**Instrucciones:**
1 > Cita textualmente el fragmento del texto sobre la película Lars y la chica real que va entre "Puede considerarse un" y "chica del título.", ambos incluidos.
2 > Continúa el texto sobre la película Lars y la chica real a partir de su última oración.

**Texto proporcionado:**
□ □ □ □
Guión: Nancy Oliver.
Fotografía: Adam Kimmel.
Intérpretes: Ryan Gosling, Emily Mortimer, Paul Schneider, Nelly Garner y Patricia Clarkson.
Puede considerarse un pequeño milagro el de esta película, capaz de generar una honda empatía hacia un tipo cuyo freakismo extremo tal vez lo convierta, en una primera impresión, en el ser más incomprensible y hasta chocante que pueda imaginarse. Cómo ir más allá de la apariencia, comprendiendo aquello que la lógica repele es en lo que triunfa Lars y la chica real, que reúne todas las características del cine indie y estuvo nominada, en la última entrega de los Oscar, en el rubro Mejor Guión Original. Original no es lo que Lars y la chica real plantea: no hay mayor lugar común de la corrección política y cinematográfica contemporánea que la idea de la comprensión del diferente. Lo original es que Lars y la chica real no hace de ello una idea, sino algo tan real y palpable como la chica del título.
Que no es una chica, pero sí es palpable. Una noche, Lars Lindstrom (Ryan Gosling), que anda por los treinta y pico y vive en lo que supo ser el garaje de la familia, se presenta en casa de su hermano Gus (Paul Schneider) y su cuñada Karin (Emily Mortimer), para anunciarles que les quiere presentar a una chica. Hermano y cuñada por poco se caen de espaldas, ya que Lars es un reclusivo extremo, que vive evitando cuidadosamente todo contacto humano. Ni qué hablar de cuando el ser humano en cuestión es una chica: el contacto físico le duele a Lars. No en sentido figurado: a Lars le duele que lo toquen, literalmente. Chochos de la vida, Gus y Karin lo invitan a cenar con su novia. Se llama Bianca, es morocha, bonita, bastante pechugona y acaba de llegar de Brasil, donde nació. Más allá de que Lars parece entusiasmadísimo con ella, Bianca tiene algunos problemitas. No habla, hay que cargarla en brazos, no es de moverse mucho y es de plástico. Sí, es una muñeca inflable, que Lars compró por Internet.
Lo que hace de Lars un bicho rarísimo es que no la compró para hacerle lo que los tipos que compran muñecas inflables les hacen a sus muñecas inflables. No, Lars está enamorado de Bianca. La contempla arrobado, la mima, la alza en brazos y hasta se agacha para escuchar lo que Bianca le dice al oído. Fifarla, no se la fifa: un truco de la película para no volverlo desagradable a ojos del espectador. En verdad, el guión de Lars y la chica real está lleno de trucos, y es por eso seguramente que lo nominaron al Oscar. Uno de esos trucos es presentar al protagonista como un bicho raro, para convertirlo, allá por mitad de la película, en un simple paciente de terapia, portador de uno de esos traumas de origen que a la cultura estadounidense le gusta cultivar cuando se pone psi. La doctora Dagmar (todos son de familia nórdica en este pueblito nevado) será su salvadora. Tan intensa y magnética como de costumbre, la encarna la cincuentona Patricia Clarkson, majestad absoluta del cine indie.
□ □ □ □
**Datos:**
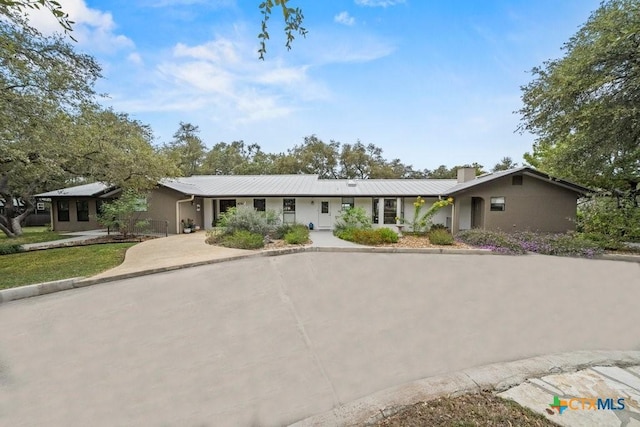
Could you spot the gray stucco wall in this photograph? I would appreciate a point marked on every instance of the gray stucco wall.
(73, 224)
(535, 205)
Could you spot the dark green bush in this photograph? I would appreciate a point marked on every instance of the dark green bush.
□ □ □ □
**Lista de respuestas:**
1 >
Puede considerarse un pequeño milagro el de esta película, capaz de generar una honda empatía hacia un tipo cuyo freakismo extremo tal vez lo convierta, en una primera impresión, en el ser más incomprensible y hasta chocante que pueda imaginarse. Cómo ir más allá de la apariencia, comprendiendo aquello que la lógica repele es en lo que triunfa Lars y la chica real, que reúne todas las características del cine indie y estuvo nominada, en la última entrega de los Oscar, en el rubro Mejor Guión Original. Original no es lo que Lars y la chica real plantea: no hay mayor lugar común de la corrección política y cinematográfica contemporánea que la idea de la comprensión del diferente. Lo original es que Lars y la chica real no hace de ello una idea, sino algo tan real y palpable como la chica del título.

2 >
Otro truco (o lugar común de lo más elemental) es hacer del freak un tipo más sabio, sensato y humano que los “normales” que lo rodean, al estilo Rain Man, Claroscuro o Mi nombre es Sam. A la vez se diluye su freakismo, por generalización: aquí, más de un personaje anda jugando con muñecas y muñecos. Pero no hay mayor truco de guión en Lars y la chica real –más que un truco, toda una trampa– que usar a la muñeca como mera vía para la definitiva “curación” del freak, que terminará normalizado, desdiciendo así la propia razón de ser de la película. Pero sucede que algo funciona en esta película, al margen de sus trucos. Básicamente, dos cosas. La primera es la actuación del por aquí casi desconocido Ryan Gosling (no tan desconocido por allí: estuvo nominado al Oscar el año pasado), que logra hacer de Lars un verdadero monstruo y un verdadero ser humano. Todo al mismo tiempo y obligando al espectador a relacionarse con esa desconcertante entidad dual.
El segundo anillo de poder de Lars y la chica real es la puesta en escena, capaz de comunicar, en su frío helado, su penumbra generalizada y planos tristones, la desesperante homogeneidad de sus tonos pardos y marrones, una melancolía que tal vez sea la de la pérdida de la inocencia. La inocencia de creer que no somos ese freak. Debería hacerse el elogio, entonces, del realizador Craig Gillespie. Pero a no hacerse tampoco demasiadas ilusiones, que el tipo es el mismo de Enemigo en casa, comedia muy mediocre, estrenada acá a comienzos de año.